Obiettivo 1 » Nel testo sul Responsum ad dubium, trova il paragrafo che comincia con «Spaccando il capello in quattro». Elenca tutte le espressioni che vi compaiono tra virgolette doppie.
Obiettivo 2 » Prosegui il testo sul Responsum ad dubium partendo dalla sua ultima frase.

Documento fonte »
• • •

Giova ricordare, in primo luogo, che il Responsum ad dubium della Santa Sede è arrivato per fare chiarezza e mettere fine alle illusioni maturate negli ultimi anni in “alcuni ambienti ecclesiali”. Effettivamente, molte diocesi e comunità (a dir la verità più in ambito mitteleuropeo e anglosassone che non in Italia o nei paesi latini) stanno diffondendo “progetti e proposte di benedizioni per unioni di persone dello stesso sesso”.

Spaccando il capello in quattro, com’è nella sua migliore tradizione, l’ex Sant’Uffizio opera una sacrosanta distinzione tra la dignità delle persone e le loro inclinazioni. Anche senza impartire alcuna benedizione alle coppie dello stesso sesso, quindi, la Chiesa continuerà a stare al fianco delle persone con “tendenza omosessuale”, evitando ogni “ingiusta discriminazione” e aiutandole a “comprendere e realizzare pienamente la volontà di Dio nella loro vita”. Com’è possibile tutto questo? I fautori della ‘chiesa arcobaleno’, si domandano: non è forse discriminatorio impedire di amare chi si vuole, se questo amore è sincero e disinteressato?

Come spiegato nel Responsum, sul piano rituale, le benedizioni sono finalizzate ad aiutare la persona a “ricevere la grazia e dispongono a cooperare con essa”. Per ricevere una benedizione, allora, è necessario che “ciò che viene benedetto sia oggettivamente e positivamente ordinato a ricevere e ad esprimere la grazia, in funzione dei disegni di Dio iscritti nella Creazione e pienamente rivelati da Cristo Signore”. Alla luce di ciò, le relazioni che implicano una “prassi sessuale fuori dal matrimonio” non sono “di per sé ordinate a servire quei disegni”. Pertanto, le coppie dello stesso sesso vanno escluse dalle benedizioni, anche qualora le loro relazioni possano presentare “elementi positivi” (quali l’amicizia, la stima e la dedizione reciproche, ecc.), che “in sé sono pur da apprezzare e valorizzare”.

• • •

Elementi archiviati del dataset
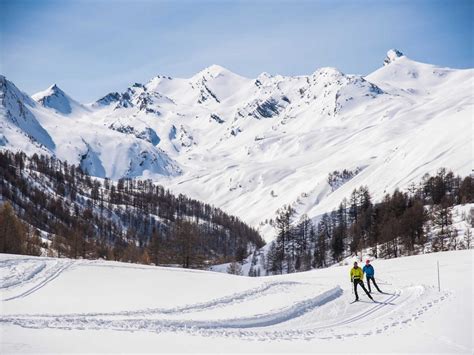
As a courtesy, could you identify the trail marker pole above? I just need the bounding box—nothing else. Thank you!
[436,260,441,292]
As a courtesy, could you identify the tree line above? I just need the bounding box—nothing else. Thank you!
[0,151,265,267]
[264,168,474,274]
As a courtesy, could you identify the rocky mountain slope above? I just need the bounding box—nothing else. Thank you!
[0,50,474,239]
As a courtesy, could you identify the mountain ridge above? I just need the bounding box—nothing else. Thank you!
[0,50,473,239]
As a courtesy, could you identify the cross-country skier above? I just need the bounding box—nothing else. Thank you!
[362,260,383,293]
[351,261,374,301]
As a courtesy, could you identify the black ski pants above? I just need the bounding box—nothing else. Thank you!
[354,279,372,300]
[367,276,382,293]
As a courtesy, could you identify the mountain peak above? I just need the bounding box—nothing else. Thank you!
[383,48,404,65]
[32,84,82,115]
[195,64,235,78]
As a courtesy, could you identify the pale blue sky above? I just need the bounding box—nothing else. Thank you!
[0,0,474,102]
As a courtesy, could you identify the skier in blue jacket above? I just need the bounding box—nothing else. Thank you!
[362,260,383,293]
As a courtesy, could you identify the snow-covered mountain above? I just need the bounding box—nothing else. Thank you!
[0,76,180,179]
[0,250,474,354]
[0,50,474,238]
[32,84,87,115]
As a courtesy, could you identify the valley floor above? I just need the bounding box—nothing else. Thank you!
[0,251,474,354]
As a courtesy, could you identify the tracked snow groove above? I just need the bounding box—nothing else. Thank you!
[0,253,460,348]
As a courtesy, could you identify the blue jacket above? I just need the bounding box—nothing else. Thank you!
[362,264,375,277]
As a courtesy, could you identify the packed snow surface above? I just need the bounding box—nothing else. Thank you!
[0,50,474,241]
[0,251,474,353]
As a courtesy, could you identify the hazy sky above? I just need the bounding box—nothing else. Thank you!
[0,0,474,102]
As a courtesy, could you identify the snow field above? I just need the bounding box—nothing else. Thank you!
[0,251,473,352]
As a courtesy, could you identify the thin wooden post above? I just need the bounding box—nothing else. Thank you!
[437,260,441,292]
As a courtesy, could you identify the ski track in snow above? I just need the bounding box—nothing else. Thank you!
[0,258,450,340]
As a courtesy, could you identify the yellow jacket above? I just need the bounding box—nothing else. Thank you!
[351,267,364,282]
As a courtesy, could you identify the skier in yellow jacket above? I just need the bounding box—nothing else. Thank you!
[351,261,374,301]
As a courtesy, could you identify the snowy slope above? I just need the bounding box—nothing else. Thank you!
[0,251,474,353]
[0,76,180,179]
[32,84,87,115]
[3,50,474,240]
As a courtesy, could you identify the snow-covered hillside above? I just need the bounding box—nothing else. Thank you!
[0,50,474,240]
[0,250,474,353]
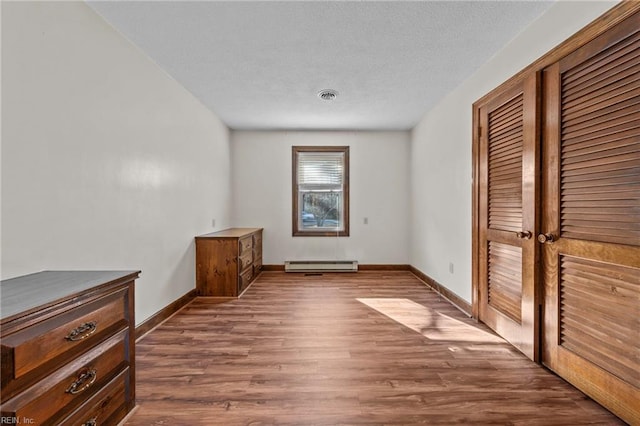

• • •

Risposta scritta 1 »
- “tendenza omosessuale”
- “ingiusta discriminazione”
- “comprendere e realizzare pienamente la volontà di Dio nella loro vita”

Risposta scritta 2 »
A fondamento di questa decisione ‘impopolare’ della Santa Sede, vi sono una serie di importanti documenti magisteriali, tutti più o meno recenti. Già, nella Amoris laetitia, papa Francesco aveva ribadito che “non esiste fondamento alcuno per assimilare o stabilire analogie, neppur remote, tra le unioni omosessuali e il disegno di Dio sul matrimonio e la famiglia” (AL, 251). Tutto ciò, naturalmente, non contraddice la raccomandazione per i pastori della Chiesa ad “accogliere con rispetto e delicatezza le persone con inclinazione omosessuale”, come del resto è stabilito dal Catechismo (n. 2358) e da un’altra lettera della Congregazione per la Dottrina della Fede, la Homosexualitatis problema (n. 15).

Si possono, è vero, effettuare benedizioni sulle “singole persone con inclinazione omosessuale” ma farlo sulle coppie significherebbe “approvare e incoraggiare una scelta ed una prassi di vita che non possono essere riconosciute come oggettivamente ordinate ai disegni rivelati di Dio”. Il principio, dunque, è quello di sempre: la Chiesa “non benedice né può benedire il peccato”; essa, però, “benedice l’uomo peccatore, affinché riconosca di essere parte del suo disegno d’amore e si lasci cambiare da Lui”.

Un’altra giustificazione per la non benedizione delle coppie omosessuali è illustrata nell’articolo di commento al Responsum della Congregazione per la Dottrina della Fede. Può essere benedetta, spiega l’articolo, soltanto l’“unione indissolubile di un uomo e una donna, aperta di per sé alla trasmissione della vita”. Ciò avviene, perché la Chiesa non è responsabile soltanto nei confronti degli uomini ma il suo magistero ha un riscontro sovrannaturale. La Chiesa, quindi, “non può disporre dei disegni di Dio, che altrimenti verrebbero disconosciuti e smentiti”, né è “arbitra di quei disegni e delle verità di vita che esprimono, ma loro fedele interprete e annunciatrice”.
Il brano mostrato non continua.